Point localization data:
==================================================

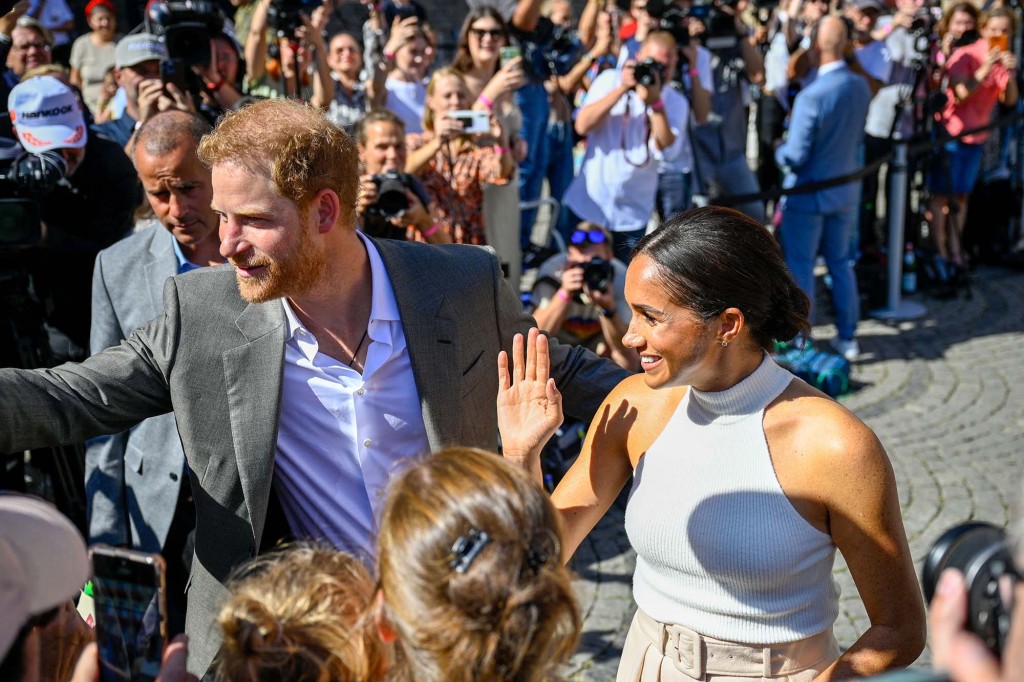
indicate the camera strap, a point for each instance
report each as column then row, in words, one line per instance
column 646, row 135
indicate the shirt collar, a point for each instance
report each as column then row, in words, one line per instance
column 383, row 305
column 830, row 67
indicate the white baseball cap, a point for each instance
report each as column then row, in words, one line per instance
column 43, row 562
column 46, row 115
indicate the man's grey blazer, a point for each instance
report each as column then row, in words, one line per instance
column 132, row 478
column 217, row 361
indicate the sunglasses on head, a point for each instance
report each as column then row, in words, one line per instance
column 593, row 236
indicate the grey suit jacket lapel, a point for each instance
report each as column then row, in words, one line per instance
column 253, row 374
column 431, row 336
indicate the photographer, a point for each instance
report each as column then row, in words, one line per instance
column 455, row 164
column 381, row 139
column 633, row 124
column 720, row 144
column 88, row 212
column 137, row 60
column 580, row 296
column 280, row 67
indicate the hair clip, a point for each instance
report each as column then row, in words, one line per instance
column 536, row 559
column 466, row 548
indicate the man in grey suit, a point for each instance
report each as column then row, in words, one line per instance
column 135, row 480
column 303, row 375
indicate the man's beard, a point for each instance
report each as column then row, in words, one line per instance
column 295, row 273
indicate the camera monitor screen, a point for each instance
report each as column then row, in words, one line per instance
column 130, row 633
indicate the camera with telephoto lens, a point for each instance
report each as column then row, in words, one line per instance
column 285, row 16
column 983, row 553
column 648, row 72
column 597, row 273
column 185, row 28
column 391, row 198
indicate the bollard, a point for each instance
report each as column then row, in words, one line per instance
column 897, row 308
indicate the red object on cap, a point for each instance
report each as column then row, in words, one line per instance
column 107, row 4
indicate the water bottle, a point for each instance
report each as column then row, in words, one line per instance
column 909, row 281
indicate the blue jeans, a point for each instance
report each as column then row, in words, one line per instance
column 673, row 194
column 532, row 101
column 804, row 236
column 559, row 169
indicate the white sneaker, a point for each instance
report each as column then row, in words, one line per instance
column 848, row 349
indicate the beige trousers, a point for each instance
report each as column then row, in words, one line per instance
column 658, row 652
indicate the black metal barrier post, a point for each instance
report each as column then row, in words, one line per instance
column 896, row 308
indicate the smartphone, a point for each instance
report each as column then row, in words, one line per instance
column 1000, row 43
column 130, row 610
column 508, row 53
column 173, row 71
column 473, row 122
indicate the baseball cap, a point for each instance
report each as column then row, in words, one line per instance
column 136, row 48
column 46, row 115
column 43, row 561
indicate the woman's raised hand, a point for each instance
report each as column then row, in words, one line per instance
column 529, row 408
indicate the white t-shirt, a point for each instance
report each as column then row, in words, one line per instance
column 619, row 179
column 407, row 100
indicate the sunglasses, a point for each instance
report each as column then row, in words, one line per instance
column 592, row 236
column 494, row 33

==================================================

Exercise:
Return a verbatim transcription of the data, omitting all images.

Solution for this task:
indicate the camera strap, a point for each instance
report each as column then row, in words, one line per instance
column 646, row 135
indicate the shirt collar, a point for each instance
report each as column then row, in words, one line per instance
column 383, row 305
column 830, row 67
indicate the white baseball cap, a point for each instance
report each as column then row, in words, one line per instance
column 43, row 562
column 46, row 115
indicate the man's grey blazer, a point for each instance
report each as column then row, in words, one line per instance
column 132, row 478
column 217, row 361
indicate the sunglasses on head, a point for each instance
report each as column then row, in words, one line per instance
column 593, row 236
indicate the grey suit jacket lapel, a point for each instance
report each as column then row, in words, one line per instance
column 253, row 374
column 431, row 336
indicate the photographer, a point for each instance
report each as column then row, in words, one line per instance
column 455, row 164
column 381, row 139
column 633, row 124
column 720, row 144
column 88, row 212
column 137, row 60
column 580, row 296
column 280, row 67
indicate the hair clip, a point for each instance
report each as column then row, in words, one line per instance
column 536, row 559
column 466, row 548
indicate the man in grey suit, a point for each instance
report each as column then row, in words, one line per instance
column 135, row 480
column 303, row 375
indicate the man's beard, a point for each instance
report each as column then row, in words, one line per instance
column 295, row 273
indicate the camera monitor screen, a point for each instance
report each as column then row, in words, one line per instance
column 130, row 633
indicate the camera with telephoto lens, a point for each instance
report each as column then row, in words, one line per instance
column 285, row 16
column 983, row 553
column 648, row 72
column 597, row 273
column 185, row 28
column 391, row 198
indicate the bollard, a point for each instance
report each as column then row, in words, one line per instance
column 897, row 308
indicate the red object on cap, a point for each instance
report each as column then row, in words, one line per instance
column 107, row 4
indicate the water bottle, a point for each instance
report each as column then row, in words, one line per instance
column 909, row 281
indicate the blue jeans, a point for each instance
report each as column then row, in words, one line per instance
column 673, row 194
column 532, row 101
column 804, row 236
column 559, row 169
indicate the white sneaker, a point for each instance
report each as column then row, in words, one line per instance
column 848, row 349
indicate the beige trousers, a point for each instance
report each as column then row, in words, one line per instance
column 658, row 652
indicate the black metal barrier post, a point for each instance
report each as column then row, in words, one line per instance
column 896, row 308
indicate the smartphone, a point for each instance
report each as column then row, in words, one line per instance
column 1000, row 43
column 130, row 610
column 508, row 53
column 173, row 71
column 473, row 122
indicate the baseball cap, a point for each instance
report each as column then row, in words, one line per instance
column 136, row 48
column 46, row 115
column 43, row 561
indicate the woman's raised hand, a point for each instance
report each as column then row, in words, one line per instance
column 529, row 408
indicate the white t-shirt, a point for each instance
report each as column then row, in words, one line per instance
column 619, row 179
column 407, row 100
indicate the sunglasses, a point for each instance
report each as column then row, in words, one line per instance
column 592, row 236
column 494, row 33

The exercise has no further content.